(Source text)
The causal agents of eumycotic mycetomas include a variety of saprophytic geophilic fungi that are included in both the hyalohyphomycetes and the phaeohyphomycetes. Eumycotic mycetomas due to phaeohyphomycete pigmented fungi such as Curvularia spp and Madurella spp are called black- or dark-grain mycetomas. White-grain mycetomas are due to unpigmented hyalohyphomycete fungi such as Acremonium spp and Scedosporium spp.
Clinical Findings and Lesions of Mycetomas in Animals
Most eumycotic mycetomas are confined to the subcutaneous tissue; however, white-grain mycetomas may be extensions of abdominal cavity disease. Peritonitis or abdominal masses may occur with white-grain mycetomas. Black-grain mycetomas are usually characterized by poorly circumscribed cutaneous nodules on the extremities or face.
The lesions may ulcerate or form fistulas. When the feet or limbs are involved, the infection may extend to the underlying bone.
The fungal mycelia proliferate in the lesions and organize into aggregates known as granules or grains. In these granules, the mycelium is compact and frequently bizarre and distorted in form. Chlamydospores are frequent, especially at the periphery, and the mycelium may or may not be embedded in an amorphous mineral substance.
Histologically, the granules are frequently surrounded by eosinophilic deposits. Granules may be of various colors and sizes, depending on the species of fungus involved.
Diagnosis of Mycetomas in Animals
Grains in exudate
Culture or molecular identification
A presumptive diagnosis of mycetoma can be made if there are grains within the exudate. Exudates from draining wounds or ascites should be palpated between the fingers to assess for grains; microscopic examination may also be done. For cytology, the grains should be examined under higher magnification for the presence of fungal elements.
If no tissue grains are found in the exudate, a biopsy of the lesion should be taken for histopathologic examination. Cultures should be performed to confirm cytologic findings and to identify the causative agent. Either tissue grains or biopsy specimens should be cultured for morphologic or molecular identification.
Treatment of Mycetomas in Animals
Surgical excision with or without antifungal drugs
Antifungal treatment may be unrewarding
The prognosis for abdominal mycetomas is guarded because tissue involvement is usually extensive and resection may be impossible. Cutaneous mycetomas, while not life-threatening, are often difficult to resolve. Radical surgical excision, including limb amputation, may be effective for some cases of cutaneous mycetoma.
Effectiveness of antifungal chemotherapy has been reported in only a few cases. In one report, fluconazole, 50 mg every 24 hours for 6 weeks, was used to successfully treat a dog with intra-abdominal maduromycosis. In another report, longterm treatment with itraconazole, 5–10 mg/kg every 24 hours, failed to resolve a disseminated Acremonium infection in a dog. A literature review reveals more treatment failures than successes.
(End Source text)
(Extracted material)
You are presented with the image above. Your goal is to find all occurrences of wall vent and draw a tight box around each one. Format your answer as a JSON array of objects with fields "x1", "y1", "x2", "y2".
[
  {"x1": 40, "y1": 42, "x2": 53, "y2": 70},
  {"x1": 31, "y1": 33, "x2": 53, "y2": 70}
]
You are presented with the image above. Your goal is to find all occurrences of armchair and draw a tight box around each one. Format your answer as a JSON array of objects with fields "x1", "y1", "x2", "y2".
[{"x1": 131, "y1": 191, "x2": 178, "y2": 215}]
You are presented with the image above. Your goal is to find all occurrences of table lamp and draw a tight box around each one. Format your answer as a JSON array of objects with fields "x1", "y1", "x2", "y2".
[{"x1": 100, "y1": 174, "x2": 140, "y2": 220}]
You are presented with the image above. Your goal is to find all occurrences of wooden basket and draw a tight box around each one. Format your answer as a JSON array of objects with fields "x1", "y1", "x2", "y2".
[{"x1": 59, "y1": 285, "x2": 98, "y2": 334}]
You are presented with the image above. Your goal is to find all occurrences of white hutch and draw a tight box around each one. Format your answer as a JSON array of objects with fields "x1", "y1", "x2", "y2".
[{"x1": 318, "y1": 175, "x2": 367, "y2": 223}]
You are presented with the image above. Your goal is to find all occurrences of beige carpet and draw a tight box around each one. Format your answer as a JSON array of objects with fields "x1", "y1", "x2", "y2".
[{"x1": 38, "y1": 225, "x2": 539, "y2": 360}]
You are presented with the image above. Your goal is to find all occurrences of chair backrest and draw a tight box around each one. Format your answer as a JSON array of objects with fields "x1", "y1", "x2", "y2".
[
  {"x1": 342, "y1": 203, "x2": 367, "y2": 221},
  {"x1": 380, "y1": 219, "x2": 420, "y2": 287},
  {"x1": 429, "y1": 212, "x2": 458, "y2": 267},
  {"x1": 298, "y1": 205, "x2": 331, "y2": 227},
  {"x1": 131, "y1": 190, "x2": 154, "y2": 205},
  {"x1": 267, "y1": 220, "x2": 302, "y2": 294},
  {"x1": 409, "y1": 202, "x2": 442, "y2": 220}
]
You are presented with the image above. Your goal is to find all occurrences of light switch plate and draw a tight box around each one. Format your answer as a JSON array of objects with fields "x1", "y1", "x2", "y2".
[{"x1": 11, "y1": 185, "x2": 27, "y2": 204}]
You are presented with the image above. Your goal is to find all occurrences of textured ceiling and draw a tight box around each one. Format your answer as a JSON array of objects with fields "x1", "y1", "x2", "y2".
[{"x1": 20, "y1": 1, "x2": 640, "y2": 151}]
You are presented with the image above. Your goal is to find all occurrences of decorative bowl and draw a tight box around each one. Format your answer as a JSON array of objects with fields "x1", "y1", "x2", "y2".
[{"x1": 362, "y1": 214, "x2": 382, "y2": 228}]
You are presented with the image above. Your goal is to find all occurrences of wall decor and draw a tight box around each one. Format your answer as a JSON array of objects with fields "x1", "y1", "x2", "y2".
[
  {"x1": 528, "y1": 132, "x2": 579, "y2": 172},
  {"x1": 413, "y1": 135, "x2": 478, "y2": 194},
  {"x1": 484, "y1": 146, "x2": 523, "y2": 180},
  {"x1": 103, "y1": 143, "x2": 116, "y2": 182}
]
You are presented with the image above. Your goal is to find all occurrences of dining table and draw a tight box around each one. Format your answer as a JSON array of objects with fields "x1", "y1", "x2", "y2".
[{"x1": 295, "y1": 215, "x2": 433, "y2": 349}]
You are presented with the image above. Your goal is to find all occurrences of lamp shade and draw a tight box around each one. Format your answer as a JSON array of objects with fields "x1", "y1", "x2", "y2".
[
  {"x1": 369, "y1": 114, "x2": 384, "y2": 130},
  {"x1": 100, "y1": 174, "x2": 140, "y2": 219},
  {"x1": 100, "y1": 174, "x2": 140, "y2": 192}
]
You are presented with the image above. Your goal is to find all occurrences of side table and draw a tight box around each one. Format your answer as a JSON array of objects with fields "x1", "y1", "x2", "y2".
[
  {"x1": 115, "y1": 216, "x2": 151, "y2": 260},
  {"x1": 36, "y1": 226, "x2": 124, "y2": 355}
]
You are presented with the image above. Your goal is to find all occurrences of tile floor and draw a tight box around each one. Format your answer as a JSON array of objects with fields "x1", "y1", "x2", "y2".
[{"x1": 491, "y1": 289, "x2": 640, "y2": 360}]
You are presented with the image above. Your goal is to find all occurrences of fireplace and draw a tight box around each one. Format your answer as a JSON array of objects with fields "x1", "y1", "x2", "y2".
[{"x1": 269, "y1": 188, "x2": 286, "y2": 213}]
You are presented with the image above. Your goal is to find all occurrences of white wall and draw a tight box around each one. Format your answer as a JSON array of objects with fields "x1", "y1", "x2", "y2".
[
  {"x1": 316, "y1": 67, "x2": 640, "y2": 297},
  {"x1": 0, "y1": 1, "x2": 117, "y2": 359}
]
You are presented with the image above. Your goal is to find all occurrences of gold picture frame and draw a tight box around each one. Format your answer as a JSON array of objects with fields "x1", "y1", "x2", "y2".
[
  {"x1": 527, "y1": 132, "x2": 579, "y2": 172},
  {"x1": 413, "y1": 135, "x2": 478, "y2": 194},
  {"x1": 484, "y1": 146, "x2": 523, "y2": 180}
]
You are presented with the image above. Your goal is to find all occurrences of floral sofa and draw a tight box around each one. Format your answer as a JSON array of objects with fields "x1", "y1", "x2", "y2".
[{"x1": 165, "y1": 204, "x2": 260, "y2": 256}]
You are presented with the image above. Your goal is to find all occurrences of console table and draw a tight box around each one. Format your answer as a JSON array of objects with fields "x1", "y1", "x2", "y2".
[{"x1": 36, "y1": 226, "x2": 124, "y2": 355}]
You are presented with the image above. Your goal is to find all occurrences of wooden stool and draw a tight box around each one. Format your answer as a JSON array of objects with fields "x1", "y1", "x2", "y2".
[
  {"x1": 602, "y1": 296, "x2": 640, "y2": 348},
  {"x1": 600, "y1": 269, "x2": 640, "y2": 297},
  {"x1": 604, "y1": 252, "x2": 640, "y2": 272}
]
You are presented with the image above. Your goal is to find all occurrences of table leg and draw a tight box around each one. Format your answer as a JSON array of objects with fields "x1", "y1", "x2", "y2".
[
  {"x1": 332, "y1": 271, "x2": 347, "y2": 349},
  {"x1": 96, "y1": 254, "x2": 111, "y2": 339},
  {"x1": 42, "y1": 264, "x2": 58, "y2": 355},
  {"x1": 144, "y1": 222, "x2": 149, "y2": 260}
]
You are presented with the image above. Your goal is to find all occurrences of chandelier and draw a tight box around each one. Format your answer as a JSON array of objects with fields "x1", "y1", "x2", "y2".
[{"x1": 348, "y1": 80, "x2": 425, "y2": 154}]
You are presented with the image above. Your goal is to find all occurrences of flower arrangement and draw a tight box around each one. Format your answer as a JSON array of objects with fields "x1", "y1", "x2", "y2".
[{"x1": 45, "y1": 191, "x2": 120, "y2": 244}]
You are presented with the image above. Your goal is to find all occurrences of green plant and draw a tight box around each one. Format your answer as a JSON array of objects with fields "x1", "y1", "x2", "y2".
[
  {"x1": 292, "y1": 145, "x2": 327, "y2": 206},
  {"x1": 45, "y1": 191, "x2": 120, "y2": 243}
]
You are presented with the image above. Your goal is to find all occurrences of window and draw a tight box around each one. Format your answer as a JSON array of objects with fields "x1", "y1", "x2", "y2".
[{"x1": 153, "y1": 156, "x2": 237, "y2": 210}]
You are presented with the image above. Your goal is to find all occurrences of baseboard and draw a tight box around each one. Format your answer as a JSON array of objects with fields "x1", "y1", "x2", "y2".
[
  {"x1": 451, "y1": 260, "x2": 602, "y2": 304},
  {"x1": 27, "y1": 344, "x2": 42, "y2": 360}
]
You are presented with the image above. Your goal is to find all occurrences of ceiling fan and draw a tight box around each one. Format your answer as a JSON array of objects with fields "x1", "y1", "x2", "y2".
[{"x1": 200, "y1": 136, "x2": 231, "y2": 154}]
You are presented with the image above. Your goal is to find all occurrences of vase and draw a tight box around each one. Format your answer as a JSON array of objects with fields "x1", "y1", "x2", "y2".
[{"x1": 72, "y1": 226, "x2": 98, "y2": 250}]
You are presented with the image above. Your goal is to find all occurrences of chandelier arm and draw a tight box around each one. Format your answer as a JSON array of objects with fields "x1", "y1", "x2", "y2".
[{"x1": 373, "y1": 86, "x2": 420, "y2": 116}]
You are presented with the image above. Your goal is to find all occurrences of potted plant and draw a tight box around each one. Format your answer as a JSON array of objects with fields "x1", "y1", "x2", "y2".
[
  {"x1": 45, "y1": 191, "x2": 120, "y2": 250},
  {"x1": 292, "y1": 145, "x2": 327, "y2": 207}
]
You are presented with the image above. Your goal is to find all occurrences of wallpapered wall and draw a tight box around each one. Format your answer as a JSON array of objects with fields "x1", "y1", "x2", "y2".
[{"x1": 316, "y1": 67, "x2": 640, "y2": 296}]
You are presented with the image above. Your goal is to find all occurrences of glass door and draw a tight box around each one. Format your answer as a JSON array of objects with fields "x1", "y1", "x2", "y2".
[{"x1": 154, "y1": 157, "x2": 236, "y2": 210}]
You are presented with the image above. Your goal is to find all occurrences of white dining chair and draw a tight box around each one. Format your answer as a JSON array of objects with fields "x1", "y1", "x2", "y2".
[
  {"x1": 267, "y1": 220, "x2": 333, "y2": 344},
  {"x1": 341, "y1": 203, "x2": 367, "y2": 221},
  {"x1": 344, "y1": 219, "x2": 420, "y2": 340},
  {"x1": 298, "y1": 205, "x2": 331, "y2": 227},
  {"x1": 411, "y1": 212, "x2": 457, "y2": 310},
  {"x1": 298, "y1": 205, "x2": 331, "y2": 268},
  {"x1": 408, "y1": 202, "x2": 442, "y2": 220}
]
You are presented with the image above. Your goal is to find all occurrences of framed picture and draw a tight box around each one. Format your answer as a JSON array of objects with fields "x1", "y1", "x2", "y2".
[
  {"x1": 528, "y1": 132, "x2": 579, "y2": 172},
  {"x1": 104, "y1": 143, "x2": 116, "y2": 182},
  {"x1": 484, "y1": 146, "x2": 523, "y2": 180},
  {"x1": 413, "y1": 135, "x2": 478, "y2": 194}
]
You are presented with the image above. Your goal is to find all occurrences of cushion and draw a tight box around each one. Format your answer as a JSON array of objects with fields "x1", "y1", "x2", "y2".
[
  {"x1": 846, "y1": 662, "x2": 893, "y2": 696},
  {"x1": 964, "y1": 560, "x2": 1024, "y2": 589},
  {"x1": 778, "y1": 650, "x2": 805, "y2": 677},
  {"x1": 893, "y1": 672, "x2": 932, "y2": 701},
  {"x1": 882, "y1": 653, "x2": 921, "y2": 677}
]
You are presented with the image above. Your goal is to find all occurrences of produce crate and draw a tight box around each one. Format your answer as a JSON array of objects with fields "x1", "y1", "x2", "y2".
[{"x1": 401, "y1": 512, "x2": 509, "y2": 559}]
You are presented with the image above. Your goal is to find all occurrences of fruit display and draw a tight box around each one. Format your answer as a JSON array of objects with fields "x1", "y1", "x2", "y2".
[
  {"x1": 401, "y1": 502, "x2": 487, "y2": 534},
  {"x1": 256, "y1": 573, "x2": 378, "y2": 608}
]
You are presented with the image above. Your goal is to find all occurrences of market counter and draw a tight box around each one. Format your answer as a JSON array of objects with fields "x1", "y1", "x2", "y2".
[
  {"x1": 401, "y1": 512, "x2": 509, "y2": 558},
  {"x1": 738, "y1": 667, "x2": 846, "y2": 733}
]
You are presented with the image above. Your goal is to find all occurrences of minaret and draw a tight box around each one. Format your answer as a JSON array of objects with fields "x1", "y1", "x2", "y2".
(End Extracted material)
**Explore the material**
1. Do these statements agree with the mycetoma text? (a) Black-grain mycetomas are caused by unpigmented fungi. (b) Chlamydospores are frequent, especially at the periphery of the granules. (c) Long-term itraconazole resolved a disseminated Acremonium infection in a dog. Answer each with yes or no and quote the deciding words.
2. In the mycetoma text, what fluconazole regimen successfully treated a dog with intra-abdominal maduromycosis?
Rely on the mycetoma text alone.

**Task solutions**
1.
(a) No: "Eumycotic mycetomas due to phaeohyphomycete pigmented fungi such as Curvularia spp and Madurella spp are called black- or dark-grain mycetomas."
(b) Yes: "Chlamydospores are frequent, especially at the periphery"
(c) No: "longterm treatment with itraconazole, 5–10 mg/kg every 24 hours, failed to resolve a disseminated Acremonium infection in a dog."

2. 50 mg every 24 hours for 6 weeks.